━━━━━ RECORDS SHOWN

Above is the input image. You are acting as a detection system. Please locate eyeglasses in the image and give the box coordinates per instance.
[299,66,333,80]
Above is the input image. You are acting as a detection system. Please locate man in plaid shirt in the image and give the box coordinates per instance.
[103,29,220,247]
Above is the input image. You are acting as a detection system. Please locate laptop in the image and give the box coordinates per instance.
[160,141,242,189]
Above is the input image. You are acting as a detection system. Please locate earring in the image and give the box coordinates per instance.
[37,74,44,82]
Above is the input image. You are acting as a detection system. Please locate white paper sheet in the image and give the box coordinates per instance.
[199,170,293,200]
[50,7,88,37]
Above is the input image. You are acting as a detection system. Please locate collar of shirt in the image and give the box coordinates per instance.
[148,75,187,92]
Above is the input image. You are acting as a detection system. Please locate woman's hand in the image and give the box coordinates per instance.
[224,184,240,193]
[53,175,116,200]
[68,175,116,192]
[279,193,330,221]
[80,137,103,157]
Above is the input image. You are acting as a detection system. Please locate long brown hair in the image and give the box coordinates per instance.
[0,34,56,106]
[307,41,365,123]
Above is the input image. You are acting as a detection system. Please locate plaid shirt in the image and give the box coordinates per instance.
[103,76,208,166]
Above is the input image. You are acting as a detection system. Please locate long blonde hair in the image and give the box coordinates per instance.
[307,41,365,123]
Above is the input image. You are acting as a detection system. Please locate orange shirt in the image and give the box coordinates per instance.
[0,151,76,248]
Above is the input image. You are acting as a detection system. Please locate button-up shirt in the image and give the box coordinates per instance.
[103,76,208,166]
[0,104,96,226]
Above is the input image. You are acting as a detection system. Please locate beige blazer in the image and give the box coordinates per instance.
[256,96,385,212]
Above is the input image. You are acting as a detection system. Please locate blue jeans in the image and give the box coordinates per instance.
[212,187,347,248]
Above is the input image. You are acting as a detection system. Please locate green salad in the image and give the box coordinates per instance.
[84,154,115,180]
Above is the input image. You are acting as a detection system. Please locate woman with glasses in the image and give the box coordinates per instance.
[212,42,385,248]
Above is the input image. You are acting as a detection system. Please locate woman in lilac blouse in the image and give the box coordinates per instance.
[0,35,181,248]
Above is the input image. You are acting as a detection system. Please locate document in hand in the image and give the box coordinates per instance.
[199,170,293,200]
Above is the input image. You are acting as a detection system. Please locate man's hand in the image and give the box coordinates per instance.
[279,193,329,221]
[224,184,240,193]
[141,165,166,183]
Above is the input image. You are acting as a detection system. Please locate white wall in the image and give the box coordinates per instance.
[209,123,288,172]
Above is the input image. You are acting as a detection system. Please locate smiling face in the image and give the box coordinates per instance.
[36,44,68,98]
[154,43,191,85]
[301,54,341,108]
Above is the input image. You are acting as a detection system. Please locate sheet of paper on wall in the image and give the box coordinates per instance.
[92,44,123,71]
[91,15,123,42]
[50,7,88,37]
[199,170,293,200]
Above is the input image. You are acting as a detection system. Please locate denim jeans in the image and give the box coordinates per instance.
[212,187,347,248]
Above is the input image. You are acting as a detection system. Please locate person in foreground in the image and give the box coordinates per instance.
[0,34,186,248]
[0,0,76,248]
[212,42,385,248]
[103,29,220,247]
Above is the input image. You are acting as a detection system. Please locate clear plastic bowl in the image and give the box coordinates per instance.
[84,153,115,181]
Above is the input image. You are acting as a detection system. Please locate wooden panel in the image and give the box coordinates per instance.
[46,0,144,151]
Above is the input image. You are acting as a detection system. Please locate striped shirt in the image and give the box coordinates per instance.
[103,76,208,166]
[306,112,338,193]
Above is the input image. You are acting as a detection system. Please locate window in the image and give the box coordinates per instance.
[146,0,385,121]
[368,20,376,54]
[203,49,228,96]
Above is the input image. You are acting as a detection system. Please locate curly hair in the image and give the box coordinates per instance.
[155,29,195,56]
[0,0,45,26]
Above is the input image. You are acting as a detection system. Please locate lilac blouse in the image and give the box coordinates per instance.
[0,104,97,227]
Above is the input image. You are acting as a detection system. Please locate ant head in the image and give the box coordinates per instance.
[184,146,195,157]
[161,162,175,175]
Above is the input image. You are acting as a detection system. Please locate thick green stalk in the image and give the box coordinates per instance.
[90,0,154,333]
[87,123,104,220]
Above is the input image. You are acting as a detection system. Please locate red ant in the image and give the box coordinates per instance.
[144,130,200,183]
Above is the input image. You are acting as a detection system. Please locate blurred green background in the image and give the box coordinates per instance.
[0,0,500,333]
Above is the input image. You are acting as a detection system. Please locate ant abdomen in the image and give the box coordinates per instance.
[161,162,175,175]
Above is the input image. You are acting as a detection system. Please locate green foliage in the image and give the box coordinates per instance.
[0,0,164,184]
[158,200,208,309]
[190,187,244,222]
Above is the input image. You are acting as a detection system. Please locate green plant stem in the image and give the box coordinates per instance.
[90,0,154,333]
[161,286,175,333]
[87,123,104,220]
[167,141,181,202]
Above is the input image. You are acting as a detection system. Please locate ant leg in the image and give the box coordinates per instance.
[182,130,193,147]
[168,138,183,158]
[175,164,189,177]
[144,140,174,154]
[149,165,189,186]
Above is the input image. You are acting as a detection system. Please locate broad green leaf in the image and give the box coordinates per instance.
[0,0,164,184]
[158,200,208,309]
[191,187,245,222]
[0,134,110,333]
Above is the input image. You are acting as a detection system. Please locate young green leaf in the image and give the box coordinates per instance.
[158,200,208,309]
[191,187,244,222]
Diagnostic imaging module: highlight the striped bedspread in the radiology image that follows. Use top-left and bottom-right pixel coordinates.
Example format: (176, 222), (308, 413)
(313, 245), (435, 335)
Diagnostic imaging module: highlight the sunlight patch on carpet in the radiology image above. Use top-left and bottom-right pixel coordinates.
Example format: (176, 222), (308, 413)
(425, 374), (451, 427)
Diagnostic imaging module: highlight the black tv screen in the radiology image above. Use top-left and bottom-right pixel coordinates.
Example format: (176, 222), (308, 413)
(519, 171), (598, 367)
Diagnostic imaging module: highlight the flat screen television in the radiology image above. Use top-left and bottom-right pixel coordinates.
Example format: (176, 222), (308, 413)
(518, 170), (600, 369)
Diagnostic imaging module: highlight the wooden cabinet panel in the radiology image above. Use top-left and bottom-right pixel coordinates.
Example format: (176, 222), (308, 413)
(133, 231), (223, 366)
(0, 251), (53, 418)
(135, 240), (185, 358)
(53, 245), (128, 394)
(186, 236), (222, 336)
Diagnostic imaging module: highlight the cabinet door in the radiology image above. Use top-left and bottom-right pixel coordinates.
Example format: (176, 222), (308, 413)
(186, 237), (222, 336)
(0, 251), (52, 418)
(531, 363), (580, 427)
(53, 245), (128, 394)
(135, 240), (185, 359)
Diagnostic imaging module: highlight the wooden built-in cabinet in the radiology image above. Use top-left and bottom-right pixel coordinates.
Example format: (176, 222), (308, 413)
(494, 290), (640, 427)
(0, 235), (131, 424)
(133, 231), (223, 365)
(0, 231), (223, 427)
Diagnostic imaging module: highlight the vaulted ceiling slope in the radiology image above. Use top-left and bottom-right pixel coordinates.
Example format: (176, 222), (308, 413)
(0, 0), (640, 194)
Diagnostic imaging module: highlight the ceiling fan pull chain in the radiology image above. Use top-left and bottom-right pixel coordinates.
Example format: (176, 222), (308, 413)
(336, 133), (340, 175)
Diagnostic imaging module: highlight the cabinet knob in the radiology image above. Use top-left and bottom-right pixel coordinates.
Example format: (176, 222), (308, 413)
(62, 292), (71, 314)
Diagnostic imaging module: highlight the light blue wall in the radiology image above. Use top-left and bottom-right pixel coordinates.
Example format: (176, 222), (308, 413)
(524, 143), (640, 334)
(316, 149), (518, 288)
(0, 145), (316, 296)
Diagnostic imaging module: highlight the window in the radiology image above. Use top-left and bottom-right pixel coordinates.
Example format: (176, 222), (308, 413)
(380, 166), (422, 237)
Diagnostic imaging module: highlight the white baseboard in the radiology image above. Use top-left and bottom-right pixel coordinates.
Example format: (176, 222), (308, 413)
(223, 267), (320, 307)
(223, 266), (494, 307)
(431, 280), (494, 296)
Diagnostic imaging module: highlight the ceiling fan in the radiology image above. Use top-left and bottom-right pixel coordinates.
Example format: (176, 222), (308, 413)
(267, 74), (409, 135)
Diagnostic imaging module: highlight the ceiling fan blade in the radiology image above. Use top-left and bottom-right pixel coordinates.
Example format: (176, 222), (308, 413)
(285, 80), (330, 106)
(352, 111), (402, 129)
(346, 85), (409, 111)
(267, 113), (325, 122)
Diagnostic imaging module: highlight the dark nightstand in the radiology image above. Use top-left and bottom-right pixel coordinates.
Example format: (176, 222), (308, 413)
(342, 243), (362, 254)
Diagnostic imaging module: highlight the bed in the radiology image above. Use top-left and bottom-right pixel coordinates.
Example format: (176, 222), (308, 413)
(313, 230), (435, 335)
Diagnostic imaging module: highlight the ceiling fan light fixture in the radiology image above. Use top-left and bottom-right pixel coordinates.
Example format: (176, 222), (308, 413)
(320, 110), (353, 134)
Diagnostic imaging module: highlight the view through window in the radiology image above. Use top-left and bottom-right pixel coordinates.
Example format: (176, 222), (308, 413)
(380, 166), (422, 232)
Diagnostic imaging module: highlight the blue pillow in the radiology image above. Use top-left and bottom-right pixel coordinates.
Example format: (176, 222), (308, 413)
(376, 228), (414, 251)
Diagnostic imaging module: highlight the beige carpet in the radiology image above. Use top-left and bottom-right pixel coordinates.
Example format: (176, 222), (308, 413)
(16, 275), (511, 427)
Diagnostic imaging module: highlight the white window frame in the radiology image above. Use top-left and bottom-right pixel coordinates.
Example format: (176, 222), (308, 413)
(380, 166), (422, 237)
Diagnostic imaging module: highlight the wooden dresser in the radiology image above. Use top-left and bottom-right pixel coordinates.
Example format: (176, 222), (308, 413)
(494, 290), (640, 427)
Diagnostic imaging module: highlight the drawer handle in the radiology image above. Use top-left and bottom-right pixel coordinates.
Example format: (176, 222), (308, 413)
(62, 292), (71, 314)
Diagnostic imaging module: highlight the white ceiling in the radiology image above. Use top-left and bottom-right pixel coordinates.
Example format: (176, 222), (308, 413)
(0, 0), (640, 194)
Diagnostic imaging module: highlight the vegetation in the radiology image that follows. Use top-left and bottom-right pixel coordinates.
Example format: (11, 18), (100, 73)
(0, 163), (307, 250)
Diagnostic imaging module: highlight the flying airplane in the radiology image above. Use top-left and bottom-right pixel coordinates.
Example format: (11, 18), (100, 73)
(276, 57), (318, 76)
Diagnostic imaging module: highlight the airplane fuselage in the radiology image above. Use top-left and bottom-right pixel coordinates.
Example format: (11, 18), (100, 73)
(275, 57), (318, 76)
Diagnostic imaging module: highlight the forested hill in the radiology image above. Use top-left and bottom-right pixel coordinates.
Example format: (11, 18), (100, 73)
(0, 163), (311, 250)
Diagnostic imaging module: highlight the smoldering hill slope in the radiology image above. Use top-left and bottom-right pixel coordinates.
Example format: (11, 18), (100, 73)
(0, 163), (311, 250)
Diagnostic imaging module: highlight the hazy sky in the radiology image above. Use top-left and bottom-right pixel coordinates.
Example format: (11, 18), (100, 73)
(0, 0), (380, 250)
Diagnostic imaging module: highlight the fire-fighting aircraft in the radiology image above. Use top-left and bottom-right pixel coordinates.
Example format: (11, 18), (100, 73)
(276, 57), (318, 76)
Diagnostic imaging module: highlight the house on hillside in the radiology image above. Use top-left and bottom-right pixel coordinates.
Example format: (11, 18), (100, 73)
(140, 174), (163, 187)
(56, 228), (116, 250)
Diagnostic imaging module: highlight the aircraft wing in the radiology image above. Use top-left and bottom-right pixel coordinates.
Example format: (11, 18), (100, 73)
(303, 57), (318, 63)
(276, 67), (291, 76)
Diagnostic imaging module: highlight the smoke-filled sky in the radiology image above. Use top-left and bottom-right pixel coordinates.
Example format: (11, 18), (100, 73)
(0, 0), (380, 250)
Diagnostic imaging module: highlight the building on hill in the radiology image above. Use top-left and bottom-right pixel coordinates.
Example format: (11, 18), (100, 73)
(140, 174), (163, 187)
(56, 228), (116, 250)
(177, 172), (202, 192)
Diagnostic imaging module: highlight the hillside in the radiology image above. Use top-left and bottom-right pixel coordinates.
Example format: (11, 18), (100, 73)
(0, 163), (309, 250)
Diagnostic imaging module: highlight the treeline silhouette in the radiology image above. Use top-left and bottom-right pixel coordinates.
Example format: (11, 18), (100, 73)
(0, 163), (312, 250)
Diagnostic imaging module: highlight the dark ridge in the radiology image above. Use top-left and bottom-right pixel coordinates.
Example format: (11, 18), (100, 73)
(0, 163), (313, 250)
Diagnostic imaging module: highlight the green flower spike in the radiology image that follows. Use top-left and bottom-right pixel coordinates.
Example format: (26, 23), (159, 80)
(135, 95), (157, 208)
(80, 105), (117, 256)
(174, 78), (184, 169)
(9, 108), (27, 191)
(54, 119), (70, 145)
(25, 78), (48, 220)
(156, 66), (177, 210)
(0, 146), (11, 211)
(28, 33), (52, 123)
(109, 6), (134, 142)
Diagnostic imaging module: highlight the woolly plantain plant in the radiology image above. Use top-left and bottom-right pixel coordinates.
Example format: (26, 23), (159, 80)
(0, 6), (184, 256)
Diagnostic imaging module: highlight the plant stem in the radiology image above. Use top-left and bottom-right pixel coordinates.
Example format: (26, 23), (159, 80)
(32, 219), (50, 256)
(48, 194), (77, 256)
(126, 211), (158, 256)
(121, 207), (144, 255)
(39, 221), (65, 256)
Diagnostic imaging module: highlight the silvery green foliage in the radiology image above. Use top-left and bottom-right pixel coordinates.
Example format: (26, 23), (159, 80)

━━━━━━━━━━

§ WHAT TO DO
Convert the lines of the listing above into a Markdown table with the columns "No." and "Line," starting at the line that contains "Please locate curly" and stopping after the line that contains "[0,0,45,26]". Number each line and leave out any blank ones.

§ COMPLETED TASK
| No. | Line |
|---|---|
| 1 | Above is the input image. You are acting as a detection system. Please locate curly hair in the image and give the box coordinates per instance. |
| 2 | [155,29,195,56] |
| 3 | [0,0,45,26] |